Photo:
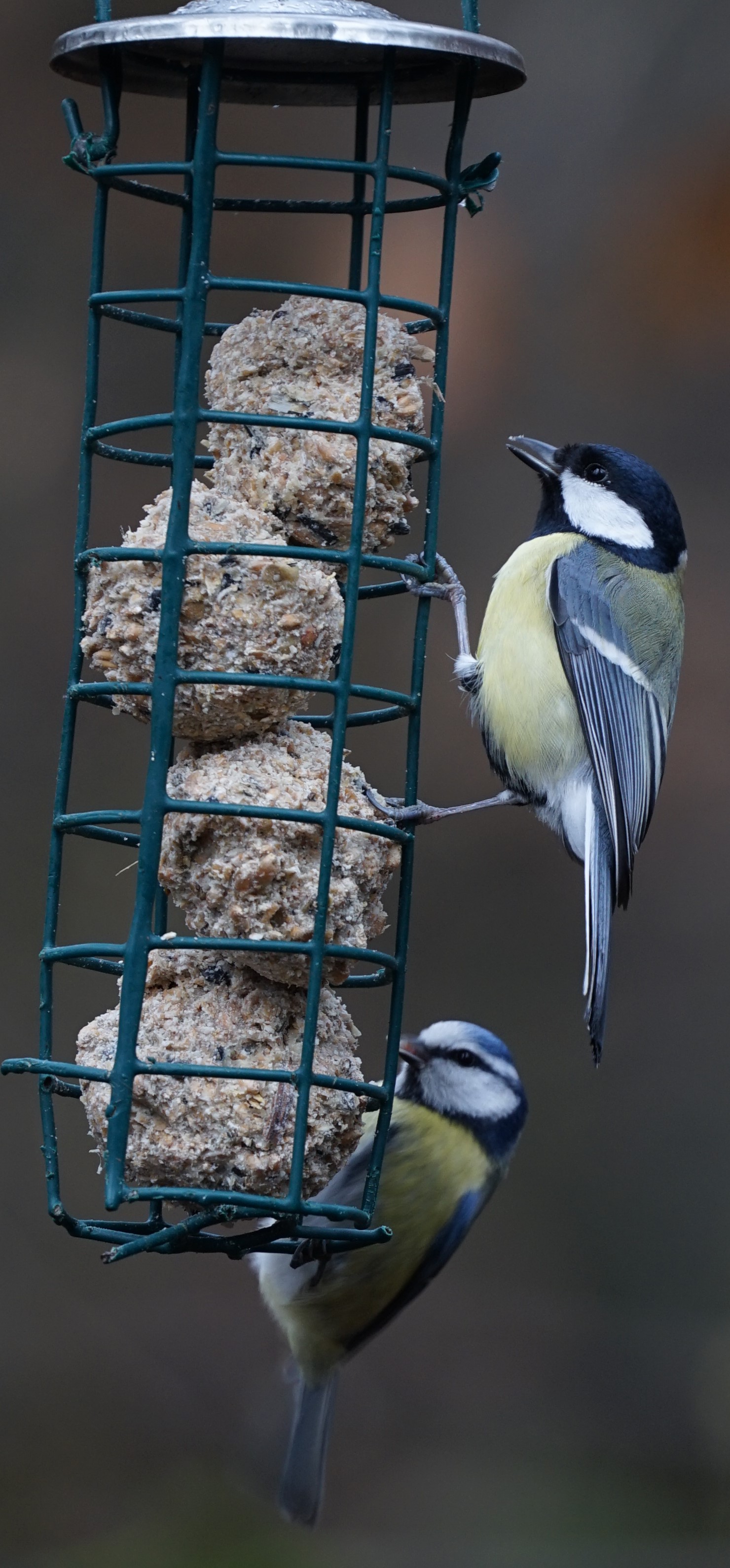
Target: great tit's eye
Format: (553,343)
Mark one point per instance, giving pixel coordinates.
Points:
(467,1059)
(595,473)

○ ○ ○ ○

WORK TO BE COMPLETED
Render every line of the records above as a JSON list of strings, one string per line, leaving out blank lines and the pictures.

PROBLEM SOLUTION
[
  "Photo:",
  "Target: great tit's eye",
  "Format: (553,343)",
  "Mark one point per instance, giving pixel coordinates.",
  "Points:",
  "(467,1059)",
  "(595,473)"
]